CONSIGNE →
Déterminez combien de lignes de la liste ci-dessous contiennent la chaîne « belt », en tenant compte de la casse. Indiquez uniquement ce nombre.

LISTE DES ENREGISTREMENTS →
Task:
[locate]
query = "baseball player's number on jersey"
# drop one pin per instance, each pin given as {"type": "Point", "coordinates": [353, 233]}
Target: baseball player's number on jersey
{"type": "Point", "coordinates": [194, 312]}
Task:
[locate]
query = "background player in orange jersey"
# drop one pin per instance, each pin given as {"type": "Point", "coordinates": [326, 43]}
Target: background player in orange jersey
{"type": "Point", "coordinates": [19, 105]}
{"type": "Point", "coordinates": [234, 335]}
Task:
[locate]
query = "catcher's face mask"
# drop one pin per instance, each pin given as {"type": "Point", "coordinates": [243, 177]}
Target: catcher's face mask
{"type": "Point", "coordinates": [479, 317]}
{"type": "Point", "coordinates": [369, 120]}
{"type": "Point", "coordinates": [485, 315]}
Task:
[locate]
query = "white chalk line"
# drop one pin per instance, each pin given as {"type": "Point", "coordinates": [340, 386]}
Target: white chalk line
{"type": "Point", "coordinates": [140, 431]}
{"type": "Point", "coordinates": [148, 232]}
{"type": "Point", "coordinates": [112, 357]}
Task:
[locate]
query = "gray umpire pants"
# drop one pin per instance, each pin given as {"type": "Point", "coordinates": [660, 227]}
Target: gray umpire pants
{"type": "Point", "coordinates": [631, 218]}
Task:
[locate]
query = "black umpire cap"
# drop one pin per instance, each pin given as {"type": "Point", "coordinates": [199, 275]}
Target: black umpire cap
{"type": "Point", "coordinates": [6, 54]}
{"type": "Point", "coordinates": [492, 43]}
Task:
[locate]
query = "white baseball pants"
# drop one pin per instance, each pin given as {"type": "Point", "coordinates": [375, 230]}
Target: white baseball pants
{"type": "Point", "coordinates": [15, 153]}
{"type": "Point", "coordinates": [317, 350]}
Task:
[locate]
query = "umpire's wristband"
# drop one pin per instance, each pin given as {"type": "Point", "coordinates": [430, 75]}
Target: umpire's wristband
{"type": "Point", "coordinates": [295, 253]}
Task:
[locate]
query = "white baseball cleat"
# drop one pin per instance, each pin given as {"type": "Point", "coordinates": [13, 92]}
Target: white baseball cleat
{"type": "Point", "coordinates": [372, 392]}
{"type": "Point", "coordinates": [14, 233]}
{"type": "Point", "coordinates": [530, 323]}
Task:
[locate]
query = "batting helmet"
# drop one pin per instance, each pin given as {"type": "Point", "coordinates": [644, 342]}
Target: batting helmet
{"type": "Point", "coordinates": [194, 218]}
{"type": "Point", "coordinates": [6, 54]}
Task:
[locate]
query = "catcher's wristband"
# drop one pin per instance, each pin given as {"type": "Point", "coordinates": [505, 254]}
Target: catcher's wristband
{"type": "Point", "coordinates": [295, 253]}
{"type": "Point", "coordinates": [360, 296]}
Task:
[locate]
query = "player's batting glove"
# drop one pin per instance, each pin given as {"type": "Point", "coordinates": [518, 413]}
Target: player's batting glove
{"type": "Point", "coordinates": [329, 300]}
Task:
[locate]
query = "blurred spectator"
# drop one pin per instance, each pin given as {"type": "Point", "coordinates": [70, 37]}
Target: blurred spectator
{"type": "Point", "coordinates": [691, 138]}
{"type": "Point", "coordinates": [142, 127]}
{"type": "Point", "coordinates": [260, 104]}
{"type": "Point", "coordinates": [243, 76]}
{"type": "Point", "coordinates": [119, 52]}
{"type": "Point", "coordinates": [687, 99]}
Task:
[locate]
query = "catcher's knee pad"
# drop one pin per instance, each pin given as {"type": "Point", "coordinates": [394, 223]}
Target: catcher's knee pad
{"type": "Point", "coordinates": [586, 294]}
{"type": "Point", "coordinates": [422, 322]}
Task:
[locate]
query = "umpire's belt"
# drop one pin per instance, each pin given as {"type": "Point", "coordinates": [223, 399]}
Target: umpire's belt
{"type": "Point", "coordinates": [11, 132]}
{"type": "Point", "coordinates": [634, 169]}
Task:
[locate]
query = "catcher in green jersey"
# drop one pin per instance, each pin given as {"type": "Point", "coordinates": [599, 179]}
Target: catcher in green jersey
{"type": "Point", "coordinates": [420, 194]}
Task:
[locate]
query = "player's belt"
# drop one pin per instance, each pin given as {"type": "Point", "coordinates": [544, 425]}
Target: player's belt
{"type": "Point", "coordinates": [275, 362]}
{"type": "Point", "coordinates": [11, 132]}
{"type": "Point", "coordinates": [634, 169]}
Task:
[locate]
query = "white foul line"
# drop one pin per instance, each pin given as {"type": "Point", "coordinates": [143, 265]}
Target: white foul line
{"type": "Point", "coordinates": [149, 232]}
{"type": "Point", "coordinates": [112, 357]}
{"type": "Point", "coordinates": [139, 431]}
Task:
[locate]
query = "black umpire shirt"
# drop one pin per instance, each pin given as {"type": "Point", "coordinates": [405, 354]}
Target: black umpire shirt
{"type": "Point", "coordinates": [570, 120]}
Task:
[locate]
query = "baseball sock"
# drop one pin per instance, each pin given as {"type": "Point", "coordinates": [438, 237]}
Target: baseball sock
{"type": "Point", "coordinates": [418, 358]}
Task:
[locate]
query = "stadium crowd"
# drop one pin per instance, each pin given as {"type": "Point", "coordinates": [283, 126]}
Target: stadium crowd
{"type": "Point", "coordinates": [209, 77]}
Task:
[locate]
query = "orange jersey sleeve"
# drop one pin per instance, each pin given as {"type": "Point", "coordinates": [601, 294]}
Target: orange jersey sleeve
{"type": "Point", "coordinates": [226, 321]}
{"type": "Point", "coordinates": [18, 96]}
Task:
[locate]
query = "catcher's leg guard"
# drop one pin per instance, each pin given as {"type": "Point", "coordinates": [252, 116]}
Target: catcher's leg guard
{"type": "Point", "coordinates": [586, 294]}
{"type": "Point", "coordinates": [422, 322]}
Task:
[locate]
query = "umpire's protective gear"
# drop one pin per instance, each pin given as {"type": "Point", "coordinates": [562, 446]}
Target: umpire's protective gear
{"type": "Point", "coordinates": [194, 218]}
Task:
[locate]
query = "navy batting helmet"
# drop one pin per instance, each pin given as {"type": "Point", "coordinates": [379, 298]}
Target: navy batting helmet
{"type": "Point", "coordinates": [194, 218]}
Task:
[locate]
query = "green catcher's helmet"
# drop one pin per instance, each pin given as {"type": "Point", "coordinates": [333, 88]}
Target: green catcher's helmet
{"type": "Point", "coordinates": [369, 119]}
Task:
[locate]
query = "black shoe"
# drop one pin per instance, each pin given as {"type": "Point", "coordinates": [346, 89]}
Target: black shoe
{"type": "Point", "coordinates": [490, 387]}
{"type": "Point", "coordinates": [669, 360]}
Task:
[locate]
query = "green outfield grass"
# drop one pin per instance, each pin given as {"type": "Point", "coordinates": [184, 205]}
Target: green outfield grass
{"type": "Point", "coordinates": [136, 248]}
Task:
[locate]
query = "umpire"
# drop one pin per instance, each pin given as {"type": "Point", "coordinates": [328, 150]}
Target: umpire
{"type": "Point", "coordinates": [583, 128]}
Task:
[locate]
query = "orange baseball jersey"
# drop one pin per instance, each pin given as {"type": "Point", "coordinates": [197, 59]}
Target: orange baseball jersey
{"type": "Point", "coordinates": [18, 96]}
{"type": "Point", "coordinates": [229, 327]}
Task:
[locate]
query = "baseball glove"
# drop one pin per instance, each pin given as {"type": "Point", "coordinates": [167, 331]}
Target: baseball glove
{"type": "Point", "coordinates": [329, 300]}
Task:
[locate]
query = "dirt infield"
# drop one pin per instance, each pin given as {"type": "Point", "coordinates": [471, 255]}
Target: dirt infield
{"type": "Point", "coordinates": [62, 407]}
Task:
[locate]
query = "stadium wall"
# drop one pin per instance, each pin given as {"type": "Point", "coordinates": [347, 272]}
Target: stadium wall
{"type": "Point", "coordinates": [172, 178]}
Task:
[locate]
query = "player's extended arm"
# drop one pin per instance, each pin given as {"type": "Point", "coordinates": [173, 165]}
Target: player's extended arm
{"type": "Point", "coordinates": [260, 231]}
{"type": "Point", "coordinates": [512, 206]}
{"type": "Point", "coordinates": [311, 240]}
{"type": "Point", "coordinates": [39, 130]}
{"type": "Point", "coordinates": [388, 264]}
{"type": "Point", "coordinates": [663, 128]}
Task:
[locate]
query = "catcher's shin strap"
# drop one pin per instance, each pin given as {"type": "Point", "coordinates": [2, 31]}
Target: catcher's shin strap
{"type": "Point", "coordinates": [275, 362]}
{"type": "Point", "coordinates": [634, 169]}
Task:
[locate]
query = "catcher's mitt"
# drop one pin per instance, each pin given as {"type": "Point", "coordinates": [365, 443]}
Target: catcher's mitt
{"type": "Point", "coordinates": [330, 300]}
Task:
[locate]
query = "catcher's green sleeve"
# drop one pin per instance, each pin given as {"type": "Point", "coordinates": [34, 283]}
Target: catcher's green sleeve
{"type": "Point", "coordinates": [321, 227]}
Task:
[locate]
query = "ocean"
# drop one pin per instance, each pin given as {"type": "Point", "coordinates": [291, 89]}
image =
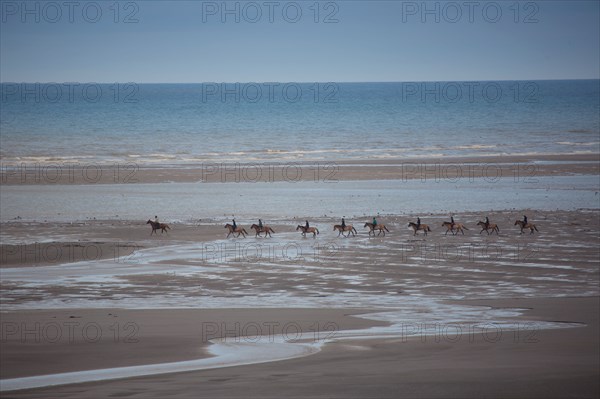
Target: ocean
{"type": "Point", "coordinates": [178, 124]}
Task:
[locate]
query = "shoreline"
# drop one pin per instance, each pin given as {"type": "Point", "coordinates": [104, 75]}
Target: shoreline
{"type": "Point", "coordinates": [450, 168]}
{"type": "Point", "coordinates": [416, 360]}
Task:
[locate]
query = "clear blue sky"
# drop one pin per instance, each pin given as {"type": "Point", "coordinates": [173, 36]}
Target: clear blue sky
{"type": "Point", "coordinates": [176, 41]}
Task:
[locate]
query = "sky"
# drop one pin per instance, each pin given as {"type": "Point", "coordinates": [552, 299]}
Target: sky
{"type": "Point", "coordinates": [297, 41]}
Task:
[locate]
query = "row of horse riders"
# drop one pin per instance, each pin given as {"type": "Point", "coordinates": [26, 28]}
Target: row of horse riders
{"type": "Point", "coordinates": [344, 228]}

RÉPONSE COMPLÈTE →
4